§ EXERCISES TO COMPLETE
**A.** According to the NASCAR excerpt, who won last year's Clash race?
**B.** Using the NASCAR excerpt, explain why Kyle Busch has a different look this season.

§ DOCUMENT EXCERPT
<<<<
For the second consecutive year, the Clash is being held on a purpose-built track inside the LA Coliseum, one of sport’s iconic venues. Joey Logano won last year’s race and last year’s series championship and will be among the favorites Sunday.

Los Angeles Memorial Coliseum


Saturday: Intervals of clouds and sun. High 71.

Saturday, Feb. 4

(All times Eastern)

Garage open

  • 2 – 11:30 p.m. — Cup Series

Track activity

  • 6 – 8 p.m. — Cup practice (FS1, Motor Racing Network, SiriusXM NASCAR Radio)
  • 8:35 – 9:30 p.m. — Cup qualifying (FS1, MRN, SiriusXM NASCAR Radio)

New NASCAR Cup season features several changes


While NASCAR looks back in celebrating its 75th season, there’s plenty new for the sport heading into the 2023 campaign.

Driver moves and schedule changes and are among some of the big changes this year. Here’s a look at some of the changes this season in Cup:


— Two-time Cup champion Kyle Busch has a different look, as he moves from Joe Gibbs Racing to Richard Childress Racing, taking the ride formerly occupied by Tyler Reddick.
>>>>
§ SUPPLIED RECORDS
<<<<
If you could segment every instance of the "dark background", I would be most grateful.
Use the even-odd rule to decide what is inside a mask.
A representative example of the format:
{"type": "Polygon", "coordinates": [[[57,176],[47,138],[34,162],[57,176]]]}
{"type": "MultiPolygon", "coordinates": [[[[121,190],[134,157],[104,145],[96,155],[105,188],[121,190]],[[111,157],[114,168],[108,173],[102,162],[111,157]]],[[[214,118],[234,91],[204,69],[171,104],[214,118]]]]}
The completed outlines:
>>>>
<<<<
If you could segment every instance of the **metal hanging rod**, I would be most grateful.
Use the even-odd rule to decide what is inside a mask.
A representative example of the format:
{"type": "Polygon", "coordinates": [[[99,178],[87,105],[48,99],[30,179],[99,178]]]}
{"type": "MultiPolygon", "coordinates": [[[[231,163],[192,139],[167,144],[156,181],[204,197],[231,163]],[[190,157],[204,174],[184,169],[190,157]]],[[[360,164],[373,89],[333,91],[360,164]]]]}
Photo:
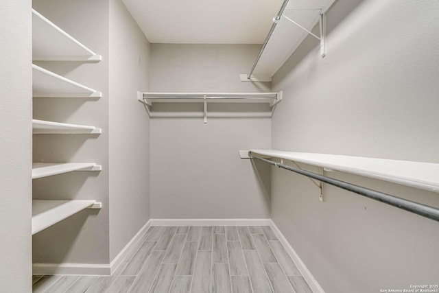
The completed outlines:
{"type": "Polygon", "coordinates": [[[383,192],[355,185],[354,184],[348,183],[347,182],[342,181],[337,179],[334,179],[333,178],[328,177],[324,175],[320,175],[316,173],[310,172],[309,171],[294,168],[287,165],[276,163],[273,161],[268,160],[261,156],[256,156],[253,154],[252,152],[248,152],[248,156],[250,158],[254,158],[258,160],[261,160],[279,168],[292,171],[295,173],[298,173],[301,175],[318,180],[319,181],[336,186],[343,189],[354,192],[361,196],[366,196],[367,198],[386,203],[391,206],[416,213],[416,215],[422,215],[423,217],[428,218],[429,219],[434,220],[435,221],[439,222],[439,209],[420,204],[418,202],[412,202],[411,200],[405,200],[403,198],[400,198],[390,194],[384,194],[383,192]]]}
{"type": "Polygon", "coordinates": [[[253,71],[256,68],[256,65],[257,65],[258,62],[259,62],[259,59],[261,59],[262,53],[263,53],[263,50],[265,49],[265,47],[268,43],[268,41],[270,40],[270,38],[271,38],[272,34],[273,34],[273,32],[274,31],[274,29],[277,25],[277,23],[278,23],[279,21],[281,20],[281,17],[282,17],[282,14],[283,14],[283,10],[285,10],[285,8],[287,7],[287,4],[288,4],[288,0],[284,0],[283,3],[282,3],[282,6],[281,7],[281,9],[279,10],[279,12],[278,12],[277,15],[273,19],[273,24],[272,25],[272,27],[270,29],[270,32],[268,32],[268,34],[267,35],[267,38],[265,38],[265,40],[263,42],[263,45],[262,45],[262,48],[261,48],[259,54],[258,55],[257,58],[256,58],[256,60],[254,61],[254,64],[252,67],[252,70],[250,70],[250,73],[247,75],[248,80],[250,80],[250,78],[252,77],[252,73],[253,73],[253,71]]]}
>>>>
§ SOLUTION LIST
**A.** Joey Logano won last year's Clash race.

**B.** Kyle Busch, a two-time Cup champion, has a different look because he is moving from Joe Gibbs Racing to Richard Childress Racing. He takes the ride that Tyler Reddick formerly held.